▶ **Required work**
a - Answer these questions from the stimulus article, one line each, marked (i), (ii) and (iii):
(i) How much extra per week in unemployment benefits would the ended talks have included?
(ii) How much did Trump ask Congress to approve for airline payroll support?
(iii) How many American adults reported that they and their household struggled with food security?
b - Return the part of the stimulus article between "Implicit in this" and "jumpstart stimulus negotiations.", inclusive.
c - Recast the paragraph of the stimulus article that begins "Shortly after he announced" as a short bulleted list that keeps its main facts.

▶ **Text block**
Trump Says He Will Push For 2020 Stimulus Right After He Said He Wouldn’t
Trump changed his mind... again.
Late Tuesday afternoon, President Trump shot off a series of tweets that claimed that he would end stimulus negotiations after Nancy Pelosi asked for more money in the package. Quarantining from the White House with COVID-19, he would, he claimed, resume those talks immediately after he won the election and pass a big stimulus package for, he said, the American people and their businesses.
Implicit in this type of threat — which drew bipartisan rebuke from Republicans and Democrats, given that the vast majority of Americans support another stimulus package — is the unspoken, but clearly hinted at, reality if Trump were to lose the election, suggesting that in the months between November 3 and January 20, Trump wouldn’t pass a stimulus package at all. The decision to end the talks, which would have included another round of stimulus checks to the American people and extra unemployment benefits to the tune of $600 extra a week, which is what unemployed folks received at the beginning of the pandemic, was made days after Trump urged lawmakers to jumpstart stimulus negotiations.
Shortly after he announced that he wouldn’t resume stimulus talks, the stock market took a nosedive. Hours later, Trump has reversed course again and decided that he supports stimulus talks. Late Tuesday night, Trump called on congress to “IMMEDIATELY Approve 25 Billion Dollars for Airline Payroll Support,” including another 135 billion for more Paycheck Protection Program loans. An hour later, he sent out another Tweet, his apparently preferred method and platform of communication for lawmaking and policy negotiations, and said that if he were sent a “Stand Alone Bill for Stimulus Checks ($1,200), they will go out to our great people IMMEDIATELY.”
The two concessions don’t quite amount to a full-standing stimulus package. People who are receiving unemployment will still struggle to make ends meet. The original omnibus bill, the HEROES Act, which Trump appears to have no interest in looking at, would have also provided direct funding for state and local governments, who can’t spend at a deficit like the federal government can. As a result of his refusal to consider the HEROES Act, some $225 billion that would have gone to K-12 and early childhood education won’t be considered, despite the fact that schools are in desperate need of funding right now, and would have boosted the maximum food-stamp benefit by 15 percent.
23 million American adults reported that they and their household have struggled with food security. Instead, Trump wants to bail out the airlines, give out money that was already earmarked in the CARES Act but not spent, to the PPP program, give people $1,200 dollars each, and do absolutely nothing else. Unless he changes his mind in a few hours and just tweets it out, which apparently, he is prone to do.

▶ **Data listing**
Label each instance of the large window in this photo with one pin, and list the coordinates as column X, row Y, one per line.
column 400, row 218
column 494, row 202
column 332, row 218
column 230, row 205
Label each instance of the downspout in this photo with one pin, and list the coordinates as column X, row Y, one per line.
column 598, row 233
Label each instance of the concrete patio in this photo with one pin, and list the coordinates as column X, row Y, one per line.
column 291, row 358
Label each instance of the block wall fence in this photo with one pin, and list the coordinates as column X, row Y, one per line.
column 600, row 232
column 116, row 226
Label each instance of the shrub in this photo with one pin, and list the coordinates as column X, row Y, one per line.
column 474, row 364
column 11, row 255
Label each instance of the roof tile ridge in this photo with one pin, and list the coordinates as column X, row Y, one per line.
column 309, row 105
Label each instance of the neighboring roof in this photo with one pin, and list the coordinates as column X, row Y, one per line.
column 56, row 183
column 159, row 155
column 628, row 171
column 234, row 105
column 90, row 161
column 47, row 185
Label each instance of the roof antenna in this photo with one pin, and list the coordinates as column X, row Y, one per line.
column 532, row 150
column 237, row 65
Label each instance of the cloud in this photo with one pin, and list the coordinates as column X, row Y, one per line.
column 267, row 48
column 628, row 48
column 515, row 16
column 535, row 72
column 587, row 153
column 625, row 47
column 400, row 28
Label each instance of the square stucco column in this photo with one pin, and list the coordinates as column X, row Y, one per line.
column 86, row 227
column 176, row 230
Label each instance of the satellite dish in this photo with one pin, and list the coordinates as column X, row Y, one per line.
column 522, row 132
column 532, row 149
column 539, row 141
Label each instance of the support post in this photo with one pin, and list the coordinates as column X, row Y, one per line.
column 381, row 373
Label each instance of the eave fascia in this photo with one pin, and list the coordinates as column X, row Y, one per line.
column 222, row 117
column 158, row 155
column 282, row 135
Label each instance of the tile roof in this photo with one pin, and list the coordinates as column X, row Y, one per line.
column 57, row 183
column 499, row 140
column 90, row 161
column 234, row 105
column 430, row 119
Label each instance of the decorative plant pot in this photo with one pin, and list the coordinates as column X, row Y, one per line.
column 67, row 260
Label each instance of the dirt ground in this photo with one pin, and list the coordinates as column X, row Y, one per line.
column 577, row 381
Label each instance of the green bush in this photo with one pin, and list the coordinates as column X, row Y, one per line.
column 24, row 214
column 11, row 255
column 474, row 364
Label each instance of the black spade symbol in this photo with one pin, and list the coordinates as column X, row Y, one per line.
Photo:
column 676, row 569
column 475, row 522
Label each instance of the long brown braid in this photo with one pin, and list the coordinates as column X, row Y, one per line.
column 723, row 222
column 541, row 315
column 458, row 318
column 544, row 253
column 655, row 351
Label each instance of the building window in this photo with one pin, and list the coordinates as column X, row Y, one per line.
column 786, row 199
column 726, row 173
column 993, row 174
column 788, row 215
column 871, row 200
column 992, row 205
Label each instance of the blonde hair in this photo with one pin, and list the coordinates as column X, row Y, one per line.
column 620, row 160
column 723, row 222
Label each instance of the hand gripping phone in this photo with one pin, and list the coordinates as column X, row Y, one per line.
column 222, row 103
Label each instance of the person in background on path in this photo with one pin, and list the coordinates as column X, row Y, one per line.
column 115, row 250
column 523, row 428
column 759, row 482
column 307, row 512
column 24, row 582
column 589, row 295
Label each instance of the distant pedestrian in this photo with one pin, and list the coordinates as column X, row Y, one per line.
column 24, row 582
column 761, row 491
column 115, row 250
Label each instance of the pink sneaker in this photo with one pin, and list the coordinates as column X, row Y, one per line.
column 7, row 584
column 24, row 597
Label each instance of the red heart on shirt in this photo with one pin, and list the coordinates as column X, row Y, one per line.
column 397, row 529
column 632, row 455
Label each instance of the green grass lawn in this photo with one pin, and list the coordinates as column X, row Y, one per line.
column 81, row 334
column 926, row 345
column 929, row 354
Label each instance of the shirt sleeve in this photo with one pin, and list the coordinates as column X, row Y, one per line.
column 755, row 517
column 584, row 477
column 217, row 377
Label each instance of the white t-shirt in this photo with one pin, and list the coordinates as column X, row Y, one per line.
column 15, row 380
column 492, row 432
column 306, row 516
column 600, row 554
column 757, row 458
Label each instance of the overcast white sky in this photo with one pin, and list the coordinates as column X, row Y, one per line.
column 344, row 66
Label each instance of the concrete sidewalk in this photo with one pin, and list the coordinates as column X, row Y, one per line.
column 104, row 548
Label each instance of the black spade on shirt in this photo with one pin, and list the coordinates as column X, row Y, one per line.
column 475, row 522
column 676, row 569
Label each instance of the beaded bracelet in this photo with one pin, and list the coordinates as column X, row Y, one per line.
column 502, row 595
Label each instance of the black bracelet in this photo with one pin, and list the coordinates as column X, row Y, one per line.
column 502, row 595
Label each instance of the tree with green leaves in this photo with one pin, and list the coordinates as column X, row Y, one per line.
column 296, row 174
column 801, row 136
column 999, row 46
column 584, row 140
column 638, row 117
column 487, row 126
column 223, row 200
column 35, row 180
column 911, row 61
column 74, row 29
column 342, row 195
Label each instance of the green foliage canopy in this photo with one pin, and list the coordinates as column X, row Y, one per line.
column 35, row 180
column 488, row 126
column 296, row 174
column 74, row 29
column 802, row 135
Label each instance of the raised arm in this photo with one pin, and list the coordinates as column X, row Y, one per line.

▶ **Responses**
a -
(i) $600 a week
(ii) 25 billion dollars
(iii) 23 million

b -
Implicit in this type of threat — which drew bipartisan rebuke from Republicans and Democrats, given that the vast majority of Americans support another stimulus package — is the unspoken, but clearly hinted at, reality if Trump were to lose the election, suggesting that in the months between November 3 and January 20, Trump wouldn’t pass a stimulus package at all. The decision to end the talks, which would have included another round of stimulus checks to the American people and extra unemployment benefits to the tune of $600 extra a week, which is what unemployed folks received at the beginning of the pandemic, was made days after Trump urged lawmakers to jumpstart stimulus negotiations.

c -
- Shortly after Trump announced that he wouldn't resume stimulus talks, the stock market took a nosedive.
- Hours later, he reversed course again and said he supports stimulus talks.
- Late Tuesday night, he called on Congress to immediately approve $25 billion for airline payroll support, plus another $135 billion for more Paycheck Protection Program loans.
- An hour later, in another tweet, he said that if he were sent a stand-alone bill for $1,200 stimulus checks, they would go out immediately.